*** Opening of MATERIAL PROVIDED ***
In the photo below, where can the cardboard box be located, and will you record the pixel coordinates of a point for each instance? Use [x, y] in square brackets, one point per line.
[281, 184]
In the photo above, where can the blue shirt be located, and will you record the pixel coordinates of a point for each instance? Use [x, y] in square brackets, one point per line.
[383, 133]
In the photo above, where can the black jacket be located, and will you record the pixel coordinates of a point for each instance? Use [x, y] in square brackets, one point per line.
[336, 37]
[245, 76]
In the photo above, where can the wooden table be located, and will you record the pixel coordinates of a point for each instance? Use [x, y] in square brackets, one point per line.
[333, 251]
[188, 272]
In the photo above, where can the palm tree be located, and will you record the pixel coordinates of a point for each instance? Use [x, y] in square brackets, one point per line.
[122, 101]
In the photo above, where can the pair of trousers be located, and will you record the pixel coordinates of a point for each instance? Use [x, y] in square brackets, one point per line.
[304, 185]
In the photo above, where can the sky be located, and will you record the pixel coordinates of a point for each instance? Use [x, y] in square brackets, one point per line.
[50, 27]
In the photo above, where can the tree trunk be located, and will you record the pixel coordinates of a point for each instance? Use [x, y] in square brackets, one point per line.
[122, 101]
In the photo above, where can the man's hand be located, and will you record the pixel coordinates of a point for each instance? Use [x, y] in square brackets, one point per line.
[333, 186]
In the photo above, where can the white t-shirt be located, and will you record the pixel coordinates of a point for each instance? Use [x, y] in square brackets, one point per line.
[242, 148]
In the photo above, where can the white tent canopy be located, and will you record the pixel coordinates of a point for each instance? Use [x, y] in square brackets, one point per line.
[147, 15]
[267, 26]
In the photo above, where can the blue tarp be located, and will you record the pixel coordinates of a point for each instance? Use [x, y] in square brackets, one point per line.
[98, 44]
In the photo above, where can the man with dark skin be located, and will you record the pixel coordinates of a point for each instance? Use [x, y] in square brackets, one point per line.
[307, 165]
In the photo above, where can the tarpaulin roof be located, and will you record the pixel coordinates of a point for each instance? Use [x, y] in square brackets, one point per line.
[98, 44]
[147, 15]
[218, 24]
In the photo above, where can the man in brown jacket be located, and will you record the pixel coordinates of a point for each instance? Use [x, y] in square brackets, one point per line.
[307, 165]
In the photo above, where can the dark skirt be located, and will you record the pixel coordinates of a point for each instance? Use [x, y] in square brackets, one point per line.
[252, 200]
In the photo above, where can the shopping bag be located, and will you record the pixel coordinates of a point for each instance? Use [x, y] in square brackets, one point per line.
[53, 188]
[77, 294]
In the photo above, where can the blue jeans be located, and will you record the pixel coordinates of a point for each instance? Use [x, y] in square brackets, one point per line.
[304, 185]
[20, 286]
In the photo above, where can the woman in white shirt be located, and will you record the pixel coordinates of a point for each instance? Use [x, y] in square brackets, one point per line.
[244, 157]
*** Close of MATERIAL PROVIDED ***
*TRY IT*
Your task is to extract all of the records exactly.

*WRITTEN ANSWER*
In the photo below, where can the cardboard box be located, and will you record the pixel coordinates of a point for each instance? Use [x, y] in square brackets, one point per line.
[281, 184]
In the photo above, where can the blue shirt be located, and will you record the pixel coordinates of a point for each instance? Use [x, y] in square brackets, one point per line.
[383, 133]
In the photo above, where can the black jacket be located, and will you record the pixel coordinates of a point for each instance? Use [x, y] in square brackets, one point per line.
[336, 37]
[245, 76]
In the photo above, where can the wooden table be located, and will you record the pixel coordinates of a point for each instance? Use [x, y] in square brackets, one point per line.
[333, 251]
[188, 272]
In the photo above, where can the palm tree be located, and will you record the pixel coordinates of a point for each instance? Use [x, y] in square brackets, one point per line.
[122, 101]
In the photo above, where can the pair of trousers be located, and will you record the pixel coordinates of a point for each instance? Use [x, y] in square brackets, one point per line.
[304, 185]
In the photo above, where can the sky be located, and will you record the pixel coordinates of a point for each instance? Use [x, y] in square brackets, one point per line.
[50, 27]
In the photo above, where can the tree trunk be located, and will you record the pixel coordinates of a point for each instance? Use [x, y] in square brackets, one point per line.
[122, 101]
In the photo above, where can the man's hand be located, and will you record the pixel coordinates of a point for each instance? Use [x, y] in square brackets, one point per line.
[333, 186]
In the photo above, where can the white t-shirt be located, and will you record the pixel coordinates of a point for each instance? Use [x, y] in square brackets, one point per line.
[242, 148]
In the photo above, where can the white tent canopy be located, and will you record the pixel coordinates of a point for each instance? Use [x, y] in square brackets, one point per line.
[147, 15]
[267, 26]
In the photo above, where can the blue tarp be located, and will you record the pixel coordinates of a point for each instance? Use [x, y] in square brackets, one point per line.
[98, 44]
In the photo above, where can the man with dark skin be located, and will you record the pixel coordinates of a point for each instance? Use [x, y] in square brackets, one point per line.
[307, 165]
In the photo above, where can the tarpaulin roof be located, and will you record the pixel coordinates of a point for each instance? Use [x, y] in square brackets, one point per line.
[98, 44]
[147, 15]
[218, 24]
In the photo above, where can the man in brown jacket be located, and will you record the pixel coordinates of a point for each instance? Use [x, y] in square brackets, one point per line.
[307, 165]
In the photo above, where can the dark skirt be located, and will you record the pixel coordinates of a point for each instance? Use [x, y] in square brackets, one point per line.
[252, 200]
In the photo above, where can the shopping bag be located, and will you record the pixel coordinates of a point for each instance? Use [x, y] in square brackets, one point per line.
[53, 188]
[77, 294]
In the photo above, where can the blue jeans be located, and will you record the pixel coordinates of a point for each instance? Use [x, y] in square brackets, one point per line.
[304, 185]
[20, 286]
In the photo above, where can the woman in white shirt be located, and will you record the pixel coordinates of a point for each instance? Use [x, y] in square brackets, one point per line.
[244, 157]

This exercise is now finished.